[THE PROBLEM]:
Write the data out again exactly and in full.

[Region pointing data]
-- Opening Marker --

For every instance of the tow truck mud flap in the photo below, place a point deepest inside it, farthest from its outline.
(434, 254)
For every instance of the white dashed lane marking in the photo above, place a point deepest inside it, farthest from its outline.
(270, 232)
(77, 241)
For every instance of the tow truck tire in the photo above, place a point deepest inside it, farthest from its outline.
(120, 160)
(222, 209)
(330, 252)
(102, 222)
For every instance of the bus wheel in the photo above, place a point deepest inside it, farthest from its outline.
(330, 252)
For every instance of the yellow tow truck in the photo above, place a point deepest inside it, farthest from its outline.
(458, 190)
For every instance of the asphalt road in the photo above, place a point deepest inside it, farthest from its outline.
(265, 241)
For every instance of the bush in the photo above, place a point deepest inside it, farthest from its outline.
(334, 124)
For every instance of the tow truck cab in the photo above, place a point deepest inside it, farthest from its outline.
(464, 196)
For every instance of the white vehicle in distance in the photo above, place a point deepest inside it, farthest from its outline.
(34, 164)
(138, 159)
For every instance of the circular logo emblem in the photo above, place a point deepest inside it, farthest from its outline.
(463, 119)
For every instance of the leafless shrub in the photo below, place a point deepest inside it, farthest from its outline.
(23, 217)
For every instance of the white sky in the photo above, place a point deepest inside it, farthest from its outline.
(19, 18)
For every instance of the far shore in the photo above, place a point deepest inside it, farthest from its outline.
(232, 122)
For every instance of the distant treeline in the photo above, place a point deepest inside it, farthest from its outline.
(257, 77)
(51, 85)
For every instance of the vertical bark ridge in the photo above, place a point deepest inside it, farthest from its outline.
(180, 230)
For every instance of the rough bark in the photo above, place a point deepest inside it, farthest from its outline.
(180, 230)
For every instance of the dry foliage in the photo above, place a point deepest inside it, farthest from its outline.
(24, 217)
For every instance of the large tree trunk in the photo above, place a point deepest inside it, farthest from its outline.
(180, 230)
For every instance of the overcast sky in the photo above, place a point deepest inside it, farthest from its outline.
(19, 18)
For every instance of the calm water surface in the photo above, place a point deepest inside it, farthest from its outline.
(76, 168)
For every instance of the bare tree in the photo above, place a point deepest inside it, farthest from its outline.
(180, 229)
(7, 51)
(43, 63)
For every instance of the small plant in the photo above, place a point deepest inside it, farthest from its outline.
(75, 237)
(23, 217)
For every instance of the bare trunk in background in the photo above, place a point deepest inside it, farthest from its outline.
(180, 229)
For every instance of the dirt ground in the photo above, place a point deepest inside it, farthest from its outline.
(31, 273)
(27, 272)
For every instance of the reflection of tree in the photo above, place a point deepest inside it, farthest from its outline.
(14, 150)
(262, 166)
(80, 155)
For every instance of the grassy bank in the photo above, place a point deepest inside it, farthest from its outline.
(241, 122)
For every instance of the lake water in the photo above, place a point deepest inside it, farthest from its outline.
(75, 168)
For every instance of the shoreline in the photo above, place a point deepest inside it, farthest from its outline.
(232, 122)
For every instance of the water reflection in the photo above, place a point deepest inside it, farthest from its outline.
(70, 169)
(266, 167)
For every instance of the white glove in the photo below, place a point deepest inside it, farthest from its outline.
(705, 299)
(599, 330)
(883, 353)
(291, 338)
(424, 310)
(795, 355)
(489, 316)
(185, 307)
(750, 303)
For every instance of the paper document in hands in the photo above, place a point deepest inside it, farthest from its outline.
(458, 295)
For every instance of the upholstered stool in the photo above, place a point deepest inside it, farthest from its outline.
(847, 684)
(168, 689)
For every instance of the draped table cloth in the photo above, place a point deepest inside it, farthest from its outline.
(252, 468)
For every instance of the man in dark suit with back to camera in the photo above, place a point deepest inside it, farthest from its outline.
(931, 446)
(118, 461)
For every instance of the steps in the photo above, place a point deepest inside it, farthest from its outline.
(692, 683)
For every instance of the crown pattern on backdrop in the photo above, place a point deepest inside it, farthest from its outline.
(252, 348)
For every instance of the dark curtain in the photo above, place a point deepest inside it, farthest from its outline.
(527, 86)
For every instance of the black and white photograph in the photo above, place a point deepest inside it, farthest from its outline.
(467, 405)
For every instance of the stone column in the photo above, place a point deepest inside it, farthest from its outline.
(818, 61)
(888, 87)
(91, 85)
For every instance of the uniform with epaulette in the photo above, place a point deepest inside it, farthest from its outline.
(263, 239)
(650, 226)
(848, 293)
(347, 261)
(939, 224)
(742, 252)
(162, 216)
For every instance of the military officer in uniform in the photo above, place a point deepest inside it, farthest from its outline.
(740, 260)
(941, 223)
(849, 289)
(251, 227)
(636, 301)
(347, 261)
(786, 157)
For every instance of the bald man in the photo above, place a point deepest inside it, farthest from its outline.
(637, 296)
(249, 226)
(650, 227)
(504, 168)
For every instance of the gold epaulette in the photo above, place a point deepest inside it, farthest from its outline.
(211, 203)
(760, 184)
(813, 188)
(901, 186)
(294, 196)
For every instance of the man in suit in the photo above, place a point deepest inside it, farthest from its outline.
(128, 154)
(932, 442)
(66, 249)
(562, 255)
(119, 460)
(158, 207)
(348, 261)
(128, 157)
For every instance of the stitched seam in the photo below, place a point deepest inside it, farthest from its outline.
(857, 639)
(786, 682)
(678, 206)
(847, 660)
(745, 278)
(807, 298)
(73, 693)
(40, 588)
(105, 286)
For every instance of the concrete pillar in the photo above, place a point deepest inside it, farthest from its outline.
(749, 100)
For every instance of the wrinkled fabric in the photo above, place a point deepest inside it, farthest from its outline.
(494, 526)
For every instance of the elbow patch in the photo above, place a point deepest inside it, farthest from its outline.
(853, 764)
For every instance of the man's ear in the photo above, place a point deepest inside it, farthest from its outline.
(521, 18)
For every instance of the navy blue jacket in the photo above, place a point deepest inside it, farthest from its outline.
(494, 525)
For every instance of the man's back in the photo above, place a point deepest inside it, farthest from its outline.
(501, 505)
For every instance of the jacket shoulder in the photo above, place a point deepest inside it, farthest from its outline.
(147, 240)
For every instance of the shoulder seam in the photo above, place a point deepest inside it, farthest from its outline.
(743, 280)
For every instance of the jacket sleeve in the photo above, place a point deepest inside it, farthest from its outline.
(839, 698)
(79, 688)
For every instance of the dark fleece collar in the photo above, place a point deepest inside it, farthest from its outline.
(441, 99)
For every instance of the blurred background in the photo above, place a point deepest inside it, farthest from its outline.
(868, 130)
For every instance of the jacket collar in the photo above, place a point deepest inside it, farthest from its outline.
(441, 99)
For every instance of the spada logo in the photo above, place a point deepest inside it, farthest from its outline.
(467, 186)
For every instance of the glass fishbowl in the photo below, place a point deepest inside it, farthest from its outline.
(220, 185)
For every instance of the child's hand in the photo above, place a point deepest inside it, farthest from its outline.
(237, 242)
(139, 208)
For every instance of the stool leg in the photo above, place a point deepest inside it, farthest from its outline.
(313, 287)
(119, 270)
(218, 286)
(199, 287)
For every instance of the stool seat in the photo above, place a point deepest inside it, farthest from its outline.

-- Closing Marker --

[TASK RESULT]:
For every instance of the tow truck mud flap in the photo below, place a point deepest inside it, farthest from its outline.
(434, 254)
For every instance of the white dashed lane marking in the photo above, place a point deepest inside it, farthest from its outline.
(270, 232)
(77, 241)
For every instance of the tow truck tire in the photo above, place a point deepest inside it, farthest from its outline.
(120, 160)
(222, 209)
(330, 252)
(102, 222)
For every instance of the bus wheel in the photo above, place a point deepest inside it, farthest from its outline.
(330, 252)
For every instance of the yellow tow truck in the photo above, place a point deepest inside it, farthest from its outline.
(458, 190)
For every instance of the asphalt road in the photo above, place a point deepest inside it, farthest from its outline.
(265, 241)
For every instance of the bush in the photo above, place a point deepest inside it, farthest from its outline.
(334, 124)
For every instance of the tow truck cab in the photo above, place a point deepest inside it, farthest from its outline.
(464, 196)
For every instance of the white vehicle in distance in the photo above, place a point deepest inside it, farthest from its outline.
(34, 164)
(138, 159)
For every instance of the circular logo emblem in the photo above, place a point deepest inside it, farthest from its outline.
(463, 119)
For every instance of the leafless shrub in the photo below, place a point deepest inside it, farthest from its outline.
(23, 217)
For every instance of the white sky in the photo above, place a point deepest inside it, farthest from its outline.
(19, 18)
For every instance of the far shore in the photo above, place a point deepest inside it, farthest from its outline.
(232, 122)
For every instance of the distant treeline in the photo above, place a point deepest inside it, farthest from its outline.
(257, 77)
(51, 85)
For every instance of the vertical bark ridge in the photo above, place a point deepest inside it, farthest from its outline.
(180, 230)
For every instance of the rough bark in the photo above, place a point deepest inside it, farthest from its outline.
(180, 230)
For every instance of the dry foliage in the photo above, place a point deepest inside it, farthest from its outline.
(24, 217)
For every instance of the large tree trunk in the photo above, place a point deepest inside it, farthest from its outline.
(180, 230)
For every instance of the overcast sky in the photo above, place a point deepest inside it, farthest from its outline.
(19, 18)
For every instance of the calm water surface in the photo above, place a point deepest inside it, farthest from its outline.
(76, 168)
For every instance of the bare tree in the photo above, place a point deepest inside it, farthest from its outline.
(180, 229)
(7, 51)
(43, 63)
For every instance of the small plant in the photo above, place a point deepest inside it, farthest from its outline.
(75, 237)
(23, 217)
For every instance of the bare trunk in background in the photo above, place a point deepest inside it, farthest from its outline.
(180, 229)
For every instance of the dirt ground in the photo above, place a point deepest inside it, farthest from its outline.
(31, 273)
(27, 272)
For every instance of the reflection of tree in the photo above, place a point deepest inside it, farthest from its outline.
(14, 150)
(262, 166)
(80, 155)
For every instance of the grassy bank in the photo above, place a point deepest inside it, farthest from its outline.
(241, 122)
For every instance of the lake water in the photo above, place a point deepest inside it, farthest from its outline.
(75, 168)
For every instance of the shoreline in the photo above, place a point deepest inside it, farthest from its outline.
(232, 122)
For every instance of the water reflection in the photo above, place a point deepest inside it, farthest from its outline.
(70, 169)
(266, 167)
For every instance of the white glove in the photo below, place a point deepest inside it, farthest from its outline.
(705, 299)
(599, 330)
(883, 353)
(291, 338)
(424, 310)
(795, 355)
(489, 316)
(185, 307)
(750, 303)
For every instance of the paper document in hands in the photo above, place a point deepest inside it, farthest from its outline.
(458, 295)
For every instance of the upholstered stool in the photo above, place a point deepest inside it, farthest from its outline.
(847, 684)
(168, 689)
For every instance of the draped table cloth in the photo above, place a point deepest inside it, farthest from its outline.
(252, 468)
For every instance of the man in dark suit with back to camera in the photo above, place a point deepest inside it, farthest from its outline.
(931, 446)
(118, 461)
For every instance of the steps in the photo above, place a point deepest inside it, farthest from its outline.
(692, 683)
For every instance of the crown pattern on backdrop in the photo above, place a point deepest inside it, farthest from its outline.
(252, 348)
For every instance of the dark curtain in the photo above, place a point deepest inside it, farthest from its outline.
(527, 86)
For every instance of the black and white photograph in the photo above, place a point deepest inside it, farthest from its outline.
(467, 405)
For every instance of the stone column in the photo above, place a point deepest inside it, farthest from its outline.
(818, 61)
(888, 87)
(91, 85)
For every instance of the uniform with epaulette in the photo above, place a point deepest inside it, farthest from its outline.
(263, 239)
(650, 226)
(848, 293)
(347, 261)
(939, 224)
(742, 252)
(162, 216)
For every instance of the military officer in uniform in the photo above, place a point deepest inside it, farthest from its outline.
(740, 260)
(941, 223)
(849, 289)
(251, 227)
(636, 301)
(347, 261)
(786, 157)
For every instance of the bald man in the photo above, place a point deepest inside it, farthest from its outline.
(637, 296)
(249, 226)
(650, 227)
(504, 168)
For every instance of the gold epaulette in the photo above, place a point deepest inside it, farthest from its outline.
(211, 203)
(760, 184)
(813, 188)
(901, 186)
(294, 196)
For every instance of the man in suit in the photo above, place a point deepest inside it, farthest from its outline.
(128, 154)
(932, 442)
(66, 249)
(562, 255)
(119, 460)
(158, 207)
(348, 261)
(128, 157)
For every instance of the stitched seam in the photo below, place a point deepest inside it, farthest from its outline.
(857, 639)
(786, 682)
(678, 206)
(847, 660)
(745, 278)
(807, 298)
(73, 693)
(40, 588)
(105, 286)
For every instance of the concrete pillar in the photo above, place a point deepest inside it, farthest from its outline.
(749, 100)
For every instance of the wrinkled fabric in the photo above, place a point deepest inside it, farthest from its outline.
(494, 526)
For every instance of the elbow patch in the photo above, place a point deepest inside it, farthest from its outline.
(853, 764)
For every instance of the man's ear in the photo above, place a point deepest inside it, farthest from its outline.
(521, 18)
For every instance of the navy blue jacket in the photo above, place a point deepest inside it, farthest from its outline.
(494, 525)
For every instance of the man's back in the photo above, place a point deepest inside it, farthest from its outline.
(501, 505)
For every instance of the jacket shoulder in the photo above, place a point deepest inside it, farthest from its outline.
(147, 240)
For every instance of the shoulder seam in the photo above, place a point deepest inside it, farthest from its outline.
(743, 280)
For every instance of the jacket sleeve in the photo above, place a point deepest inside it, farthest from its outline.
(839, 698)
(79, 688)
For every instance of the dark fleece collar in the photo above, place a point deepest inside it, farthest from its outline.
(441, 99)
For every instance of the blurred background in the photo above, place a point deepest inside it, farthest from its outline.
(868, 130)
For every instance of the jacket collar in the photo above, place a point deepest inside it, farthest from its outline.
(441, 99)
For every instance of the spada logo in the photo above, place a point deepest inside it, farthest from its outline.
(467, 186)
For every instance of the glass fishbowl in the photo below, place a point deepest inside it, farthest from its outline.
(220, 185)
For every instance of the child's hand in the photo above, place a point deepest inside it, farthest from its outline.
(237, 242)
(139, 208)
For every instance of the stool leg in the photo above, place a point deepest inside it, farthest from its outline.
(313, 287)
(119, 270)
(218, 286)
(199, 287)
For every instance of the stool seat in the photo above, place a point deepest inside it, farthest from its outline.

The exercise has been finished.